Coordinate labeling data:
★ ★ ★

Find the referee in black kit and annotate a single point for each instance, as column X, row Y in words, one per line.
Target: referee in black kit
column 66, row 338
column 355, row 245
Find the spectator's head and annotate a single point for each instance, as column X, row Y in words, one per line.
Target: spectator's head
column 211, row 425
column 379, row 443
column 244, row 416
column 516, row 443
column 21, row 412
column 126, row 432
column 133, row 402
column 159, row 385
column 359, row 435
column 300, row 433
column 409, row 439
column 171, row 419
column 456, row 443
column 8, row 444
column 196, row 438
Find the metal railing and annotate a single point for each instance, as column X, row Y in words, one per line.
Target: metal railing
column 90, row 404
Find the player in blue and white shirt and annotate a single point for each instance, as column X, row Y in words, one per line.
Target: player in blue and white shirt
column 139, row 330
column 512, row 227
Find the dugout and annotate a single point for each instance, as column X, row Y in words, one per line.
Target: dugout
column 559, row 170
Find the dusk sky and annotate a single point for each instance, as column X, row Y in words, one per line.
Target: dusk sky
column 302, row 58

★ ★ ★

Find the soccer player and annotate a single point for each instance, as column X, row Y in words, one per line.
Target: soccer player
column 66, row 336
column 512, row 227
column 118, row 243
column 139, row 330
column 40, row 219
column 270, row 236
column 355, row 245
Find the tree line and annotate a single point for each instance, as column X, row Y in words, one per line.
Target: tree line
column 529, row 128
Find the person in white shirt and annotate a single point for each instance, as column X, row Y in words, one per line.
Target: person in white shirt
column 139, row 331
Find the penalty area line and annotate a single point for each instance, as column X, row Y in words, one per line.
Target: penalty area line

★ ★ ★

— GOAL OF THE EXERCISE —
Copy out the lines from the line with "Find the person" through the line with "Target: penalty area line", changing nothing.

— ANSWER TO THIS EXERCISE —
Find the person in white shirt and annotate a single point for each instance, as column X, row Y in words, one per line.
Target: person in white shirt
column 139, row 331
Find the penalty area line and annotate a single point for each instance, as column X, row Y in words, one per line.
Target: penalty area line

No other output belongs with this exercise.